- WHAT YOU HAVE TO DO -
Transcribe, word for word and without additions, each line below from the one containing "Referring to the image provided above, detect the white" through the one containing "Referring to the image provided above, detect the concrete", both ends included.

- SOURCE MATERIAL -

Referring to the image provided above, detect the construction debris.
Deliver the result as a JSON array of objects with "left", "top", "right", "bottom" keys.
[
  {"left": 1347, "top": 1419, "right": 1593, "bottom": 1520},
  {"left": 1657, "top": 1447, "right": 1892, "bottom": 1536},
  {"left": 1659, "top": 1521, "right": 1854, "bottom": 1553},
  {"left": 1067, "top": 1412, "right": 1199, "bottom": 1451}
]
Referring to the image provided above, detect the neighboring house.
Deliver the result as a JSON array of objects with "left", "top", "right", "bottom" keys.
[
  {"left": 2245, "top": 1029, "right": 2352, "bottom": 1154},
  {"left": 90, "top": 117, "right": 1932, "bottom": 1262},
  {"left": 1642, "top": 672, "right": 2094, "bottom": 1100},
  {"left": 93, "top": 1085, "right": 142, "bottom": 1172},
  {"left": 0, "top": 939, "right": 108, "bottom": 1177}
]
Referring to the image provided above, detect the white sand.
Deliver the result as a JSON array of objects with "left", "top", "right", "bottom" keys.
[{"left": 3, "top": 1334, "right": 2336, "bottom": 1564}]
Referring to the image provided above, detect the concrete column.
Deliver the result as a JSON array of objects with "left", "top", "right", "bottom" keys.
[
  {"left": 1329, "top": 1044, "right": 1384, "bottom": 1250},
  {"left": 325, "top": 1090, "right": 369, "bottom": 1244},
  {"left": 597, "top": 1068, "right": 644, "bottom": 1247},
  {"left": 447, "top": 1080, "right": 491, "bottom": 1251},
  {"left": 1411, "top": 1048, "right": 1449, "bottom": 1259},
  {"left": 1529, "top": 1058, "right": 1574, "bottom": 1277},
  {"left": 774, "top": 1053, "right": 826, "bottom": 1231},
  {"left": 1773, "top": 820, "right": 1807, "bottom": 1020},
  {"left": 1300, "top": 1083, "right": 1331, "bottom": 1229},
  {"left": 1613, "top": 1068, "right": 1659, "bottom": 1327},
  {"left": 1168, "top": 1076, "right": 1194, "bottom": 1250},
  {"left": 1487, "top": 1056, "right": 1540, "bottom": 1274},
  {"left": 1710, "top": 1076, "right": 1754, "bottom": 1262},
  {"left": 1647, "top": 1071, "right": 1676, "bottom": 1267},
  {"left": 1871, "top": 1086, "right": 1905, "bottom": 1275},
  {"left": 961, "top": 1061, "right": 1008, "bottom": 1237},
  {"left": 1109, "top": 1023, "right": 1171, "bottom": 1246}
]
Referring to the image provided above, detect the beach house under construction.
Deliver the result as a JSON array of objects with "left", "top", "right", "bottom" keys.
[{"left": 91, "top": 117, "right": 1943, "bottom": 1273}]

- ANSWER TO THE PROBLEM -
Referring to the image provided above, detect the white sand.
Deliver the result as a JSON array of objects with "left", "top", "right", "bottom" keys.
[{"left": 3, "top": 1334, "right": 2336, "bottom": 1564}]
Referring to the image provided above, detect the concrete column.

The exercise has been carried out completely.